──────── Bloco de texto

A modalidade de tratamento adotada depende dos recursos existentes, assim como do grau de desenvolvimento da adição. Existem algumas linhas de ajuda especializadas que podem ser uma forma de acompanhamento do jogador e até de encaminhamento para tratamento. Estas linhas são especialmente úteis uma vez que estão imediatamente disponíveis nos momentos em que a pessoa pede ajuda por impulso. A abordagem psicoterapêutica mais utilizada no tratamento da adição ao jogo é a cognitivo-comportamental, assim como intervenções breves e entrevistas motivacionais, mas em alguns casos pode ser necessário o encaminhamento para grupos ou centros de tratamento, tanto em regime ambulatório como de internamento.
A psicoterapia para a adição ao jogo deve ter uma vertente psicoeducativa e de gestão emocional. A dificuldade na identificação e processamento das emoções é um tema central na adição, tanto ao jogo como de outro tipo. Ao trabalhar este aspeto é importante que o adito perceba que função o jogo desempenha na sua vida, que lacunas está a colmatar, para aprender a gerir as suas necessidades de um modo mais saudável e equilibrado. É também necessário ajudar o adito a encontrar novos recursos para reorganizar e reestruturar as áreas afetadas da sua vida e adquirir estratégias de prevenção à recaída. Tal trabalho permitirá que a pessoa adote um novo estilo de vida e estabeleça ligações saudáveis com o seu meio.
Outro dos principais aspetos a trabalhar no tratamento da adição ao jogo é a reestruturação cognitiva relativamente às distorções relacionadas com o jogo. Nomeadamente em relação ao modo como o adito ao jogo pensa sobre aleatoriedade, sorte e habilidade e que o levam a sobrestimar a probabilidade de vitórias, assim como dificultam a abstinência. Algumas destas distorções são:
- A falácia do jogador (que diz respeito a um viés no processamento de sequências aleatórias);
- A ilusão de controlo (que levam a pessoa a considerar que resultados que são meramente aleatórios estão relacionados com as suas habilidades);
- “Near miss” (em que os resultados mal-sucedidos, mas próximos de uma vitória, funcionam como um motivador para a continuação do jogo).

────────────────
──────── Excertos dos dados

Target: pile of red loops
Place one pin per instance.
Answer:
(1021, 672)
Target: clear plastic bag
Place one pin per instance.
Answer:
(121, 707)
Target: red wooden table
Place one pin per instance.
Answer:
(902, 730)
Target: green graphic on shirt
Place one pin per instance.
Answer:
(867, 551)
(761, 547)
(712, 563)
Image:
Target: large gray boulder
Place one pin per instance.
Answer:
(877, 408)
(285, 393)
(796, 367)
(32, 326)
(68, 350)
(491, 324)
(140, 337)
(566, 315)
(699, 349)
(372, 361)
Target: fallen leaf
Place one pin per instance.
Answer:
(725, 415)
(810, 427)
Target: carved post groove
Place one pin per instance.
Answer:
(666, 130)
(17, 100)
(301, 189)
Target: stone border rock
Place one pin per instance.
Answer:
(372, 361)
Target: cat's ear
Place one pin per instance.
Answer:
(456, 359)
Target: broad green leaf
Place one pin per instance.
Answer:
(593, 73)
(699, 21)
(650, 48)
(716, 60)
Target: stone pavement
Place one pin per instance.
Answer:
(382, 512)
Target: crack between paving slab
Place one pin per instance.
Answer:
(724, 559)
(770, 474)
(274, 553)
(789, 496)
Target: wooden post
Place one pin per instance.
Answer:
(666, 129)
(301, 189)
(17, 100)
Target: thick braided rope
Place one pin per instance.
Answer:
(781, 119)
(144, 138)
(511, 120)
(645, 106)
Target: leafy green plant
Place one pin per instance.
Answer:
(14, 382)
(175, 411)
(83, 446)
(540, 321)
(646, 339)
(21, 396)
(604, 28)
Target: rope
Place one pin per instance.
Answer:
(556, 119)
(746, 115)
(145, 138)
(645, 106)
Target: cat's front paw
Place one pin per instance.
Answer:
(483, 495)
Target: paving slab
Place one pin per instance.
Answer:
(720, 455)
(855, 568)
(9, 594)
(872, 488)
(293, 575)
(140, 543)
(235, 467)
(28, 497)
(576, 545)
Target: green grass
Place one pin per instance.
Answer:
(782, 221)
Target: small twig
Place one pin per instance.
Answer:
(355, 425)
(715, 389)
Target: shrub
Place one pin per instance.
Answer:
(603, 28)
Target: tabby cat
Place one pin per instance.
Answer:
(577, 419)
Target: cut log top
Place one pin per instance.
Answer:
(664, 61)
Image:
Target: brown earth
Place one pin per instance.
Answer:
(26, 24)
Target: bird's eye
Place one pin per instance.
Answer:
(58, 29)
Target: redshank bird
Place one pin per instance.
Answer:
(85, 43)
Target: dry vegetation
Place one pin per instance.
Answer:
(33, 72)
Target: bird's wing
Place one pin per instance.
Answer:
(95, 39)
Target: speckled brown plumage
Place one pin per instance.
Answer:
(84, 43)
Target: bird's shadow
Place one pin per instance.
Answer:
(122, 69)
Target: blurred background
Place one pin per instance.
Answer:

────────────────

> [Objetivo do exercício]
Responda a estas perguntas com base no texto sobre a adição ao jogo:
1. Qual é a abordagem psicoterapêutica mais utilizada no tratamento da adição ao jogo?
2. Que dificuldade é apresentada como um tema central na adição?
3. Na distorção “near miss”, o que funciona como motivador para a continuação do jogo?

> [Resposta ao exercício]
1. A abordagem cognitivo-comportamental.
2. A dificuldade na identificação e processamento das emoções.
3. Os resultados mal-sucedidos, mas próximos de uma vitória.